Até agora, os Estados Unidos sobretaxaram US$ 550 bilhões de bens chineses e, como resposta, a China cobrou US$ 185 bilhões de produtos americanos. Para Pettis, contudo, a raiz desse desequilíbrio está no fluxo de capital e não de exportações. O "remédio" proposto pela administração Trump, na sua visão, seria ineficiente e ineficaz.
A conexão da discórdia
Outro ponto de atrito dos países é o 5G, a quinta geração da internet móvel. Mais rápida e estável, essa tecnologia é a principal bandeira da Huawei, empresa chinesa que é a maior fornecedora de equipamentos para redes e telecomunicações do mundo.
O governo americano tem feito pressão ao redor do mundo que os países não adotem a tecnologia da empresa chinesa, alegando que, ao fornecer seus equipamentos aos países, a China teria acesso à documentos e informações sensíveis no que diz respeito à infraestrutura, segurança, política e economia mundial.
Em fevereiro deste ano, autoridades do administração Trump chegaram a chamar a Huawei de máfia e aconselharam publicamente a Inglaterra a desistir de um eventual contrato com a empresa. Apesar dos "avisos", os britânicos deram sequência às negociações – assim como fizeram outros países europeus, mostrando que os Estados Unidos estão, de fato, perdendo a influência que já teve junto à esses países.
Crise é oportunidade
Enquanto os EUA se empenham em tentar responsabilizar a China pela pandemia do novo coronavírus – Trump, inclusive, queria a alcunha "vírus chinês" –, o país liderado por Xi Jinping tem colaborado com os esforços globais.
O professor Pettis, da Universidade de Pequim, inclusive lamenta que os Estados Unidos estejam perdendo essa oportunidade de mostrar sua liderança.
"Quando você pretende fazer mudanças estruturais de escala global, a primeira coisa que deve fazer é conversar com seus aliados e fazer com que eles se sintam parte do processo, mas Trump tem apenas irritado os nossos aliados", afirmou.
Pettis, por sua vez, acredita que, nesse sentido, Pequim tem adotado uma postura de mais abertura. E, por isso, esteja se posicionando melhor no controle desta crise. Apesar da desenvoltura chinesa, Pettis duvida que o posto de "líder mundial" esteja ameaçado.

========

» **ORDEM DE SERVIÇO**
Devolva, sem mudar nada, a parte do texto sobre a disputa entre Estados Unidos e China que vai de "Crise é oportunidade" até "os esforços globais.", incluindo esses dois trechos.

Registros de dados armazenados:
========

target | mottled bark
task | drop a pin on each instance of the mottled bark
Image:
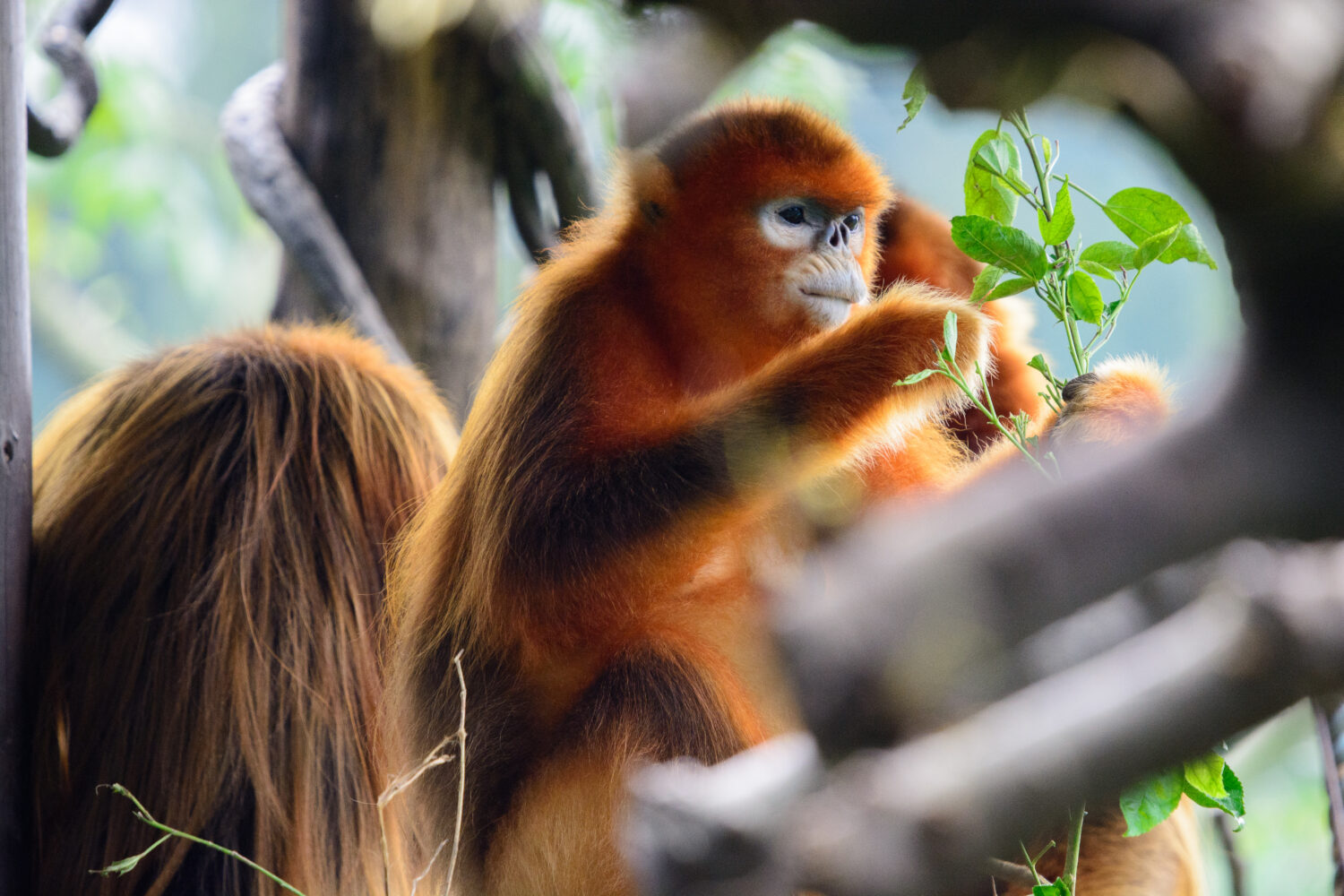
(15, 440)
(401, 147)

========

» **RESPOSTA AO EXERCÍCIO**
Crise é oportunidade
Enquanto os EUA se empenham em tentar responsabilizar a China pela pandemia do novo coronavírus – Trump, inclusive, queria a alcunha "vírus chinês" –, o país liderado por Xi Jinping tem colaborado com os esforços globais.